> _WHAT YOU SHOULD DO_:
Please copy out verbatim the part of the biography of William de Moravia between "William de Moravia (also" and "father in 1333.", inclusive.

- de Moravia Earl of Sutherland Coat of Arms
- Born: Unknown
- Died: 1370 Sutherland, Scotland
- Allegiance: Scotland
- Conflicts: Siege of Kildrummy Castle (1335) Battle of Culblean Siege to Cupar Castle Foray into England (1340) Capture of Roxburgh Castle Battle of Neville's Cross
- Relations: Kenneth de Moravia, 4th Earl of Sutherland (father) Margaret Bruce (wife) John of Sutherland (son) Robert Sutherland, 6th Earl of Sutherland (son)

= William de Moravia, 5th Earl of Sutherland =

Scottish noble

William de Moravia (also known as William Sutherland) (died 1370) was the 5th Earl of Sutherland and chief of the Clan Sutherland, a Scottish clan of the Scottish Highlands. William, 5th Earl of Sutherland was a loyal supporter of David II of Scotland in the wars against England.

==Early life==

He was the son of Kenneth de Moravia, 4th Earl of Sutherland and Mary (or Marjorie) of Mar. He succeeded his father in 1333.

> _GIVEN INFORMATION_:
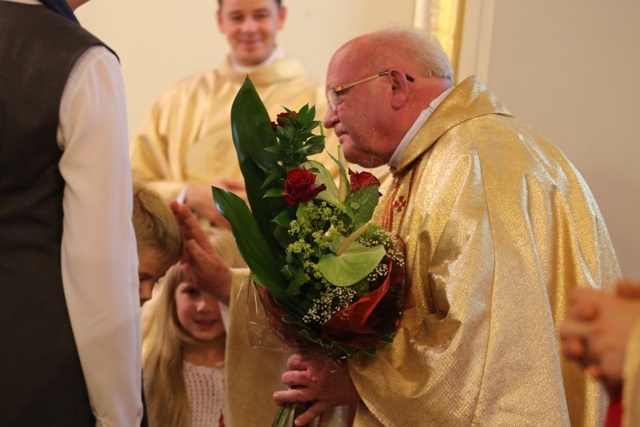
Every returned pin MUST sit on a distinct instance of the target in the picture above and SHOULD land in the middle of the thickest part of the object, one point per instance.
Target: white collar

> _THE COMPLETED TASK_:
William de Moravia (also known as William Sutherland) (died 1370) was the 5th Earl of Sutherland and chief of the Clan Sutherland, a Scottish clan of the Scottish Highlands. William, 5th Earl of Sutherland was a loyal supporter of David II of Scotland in the wars against England.

==Early life==

He was the son of Kenneth de Moravia, 4th Earl of Sutherland and Mary (or Marjorie) of Mar. He succeeded his father in 1333.